Supplied passage
◆ ◆ ◆ ◆ ◆ ◆ ◆
But although classical dance has a long and rich tradition of story ballets based on Shakespeare, fairy tales and myriad other written sources, melding the literary with the kinetic can be a trickier business for contemporary choreographers intent on avoiding literal storytelling, clunky allusions and other pitfalls that lurk in the challenge of adapting something from one artistic medium into another. Even the most accomplished choreographers have met with critical derision for working with narrative. Twyla Tharp’s 1995 “How Near Heaven,” for example, which drew from Emily Dickinson’s poems, was pronounced “almost totally opaque” by New Yorker dance critic Arlene Croce.

With “Ravish,” Gamson doesn’t think she’s going to fail. “But this is a hard piece for me to put up,” she acknowledges. “It’s as if I’m dancing in my living room and I’ve invited people to watch. In many ways, this piece is really about me and my childhood.”

At her Echo Park home, Gamson alternates between pure conversation with a visitor at her dining room table and using her home office computer to show off some of the text and imagery that will be part of “Ravish.” She’s a tall, lanky and highly articulate woman who frequently cracks jokes and claims to always be “changing my hair.” (This day, it’s short and two-toned, white on top and black on the bottom.) She can be disarmingly self-deprecating yet at the same time projects seriousness and confidence about her art.
◆ ◆ ◆ ◆ ◆ ◆ ◆
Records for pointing
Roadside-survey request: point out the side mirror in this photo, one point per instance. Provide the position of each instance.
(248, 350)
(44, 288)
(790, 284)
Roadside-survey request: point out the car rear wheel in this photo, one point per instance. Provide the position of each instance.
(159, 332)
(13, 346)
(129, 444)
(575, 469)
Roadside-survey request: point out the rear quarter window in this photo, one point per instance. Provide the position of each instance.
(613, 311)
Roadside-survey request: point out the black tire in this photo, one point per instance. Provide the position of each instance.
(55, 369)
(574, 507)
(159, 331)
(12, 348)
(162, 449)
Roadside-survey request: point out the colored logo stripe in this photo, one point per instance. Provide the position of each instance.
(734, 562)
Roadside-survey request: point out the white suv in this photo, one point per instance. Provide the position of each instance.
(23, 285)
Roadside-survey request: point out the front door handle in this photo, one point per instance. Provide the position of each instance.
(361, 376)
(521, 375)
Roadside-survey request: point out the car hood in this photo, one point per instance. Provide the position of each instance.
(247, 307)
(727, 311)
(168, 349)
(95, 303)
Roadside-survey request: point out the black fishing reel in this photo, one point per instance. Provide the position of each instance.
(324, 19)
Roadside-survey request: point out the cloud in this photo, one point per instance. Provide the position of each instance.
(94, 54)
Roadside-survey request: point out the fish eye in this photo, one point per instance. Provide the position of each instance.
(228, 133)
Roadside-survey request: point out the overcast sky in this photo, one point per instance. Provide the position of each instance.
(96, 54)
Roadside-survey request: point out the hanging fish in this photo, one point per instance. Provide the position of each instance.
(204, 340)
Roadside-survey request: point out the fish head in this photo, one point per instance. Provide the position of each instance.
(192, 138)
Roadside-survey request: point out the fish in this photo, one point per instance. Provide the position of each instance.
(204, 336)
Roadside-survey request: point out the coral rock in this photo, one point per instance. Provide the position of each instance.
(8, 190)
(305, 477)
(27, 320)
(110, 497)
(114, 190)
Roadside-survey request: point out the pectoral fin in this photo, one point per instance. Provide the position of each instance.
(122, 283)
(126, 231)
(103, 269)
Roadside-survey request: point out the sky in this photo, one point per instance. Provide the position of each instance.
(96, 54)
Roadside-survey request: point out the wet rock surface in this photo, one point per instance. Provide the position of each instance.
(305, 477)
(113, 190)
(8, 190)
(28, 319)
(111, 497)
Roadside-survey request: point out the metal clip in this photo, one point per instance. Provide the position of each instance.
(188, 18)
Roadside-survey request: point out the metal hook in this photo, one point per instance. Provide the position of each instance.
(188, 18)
◆ ◆ ◆ ◆ ◆ ◆ ◆
Problems
1. Decide whether each statement agrees with the text on Gamson's dance piece "Ravish": (a) Tharp's "How Near Heaven" drew on Emily Dickinson's poems. (b) Gamson expects "Ravish" to fail. (c) Gamson lives in Echo Park. Answer yes or no for each and quote the deciding words of the text.
2. From the text on Gamson's dance piece "Ravish," copy the words between "At her Echo" and "about her art.", inclusive.
3. Proceed with the text on Gamson's dance piece "Ravish," continuing it from where it stops.

Answers for the tasks
1.
(a) Yes: "which drew from Emily Dickinson’s poems"
(b) No: "Gamson doesn’t think she’s going to fail"
(c) Yes: "At her Echo Park home"

2.
At her Echo Park home, Gamson alternates between pure conversation with a visitor at her dining room table and using her home office computer to show off some of the text and imagery that will be part of “Ravish.” She’s a tall, lanky and highly articulate woman who frequently cracks jokes and claims to always be “changing my hair.” (This day, it’s short and two-toned, white on top and black on the bottom.) She can be disarmingly self-deprecating yet at the same time projects seriousness and confidence about her art.

3.
“I would love it if people just saw my work as theater,” she says of her long-standing zest for creating multimedia performances. “I wish we could all just get past putting each other into boxes, and I don’t really like the term ‘multidisciplinary’ -- something about it sounds evil. So if you’re going to use a catchall phrase to describe me, then I guess it’s ‘choreographer.’ ”

Opening up her world

Daughter of a dancer mother and a musician father, Gamson grew up in New York and Italy. As a child, she “was schlepped around” to dance lessons and later studied with such well-known teachers as Hanya Holm and Bessie Schonberg. “It was the family business,” she says of the performing arts. “I know what it means to belong to a family where creativity is prized above all else.”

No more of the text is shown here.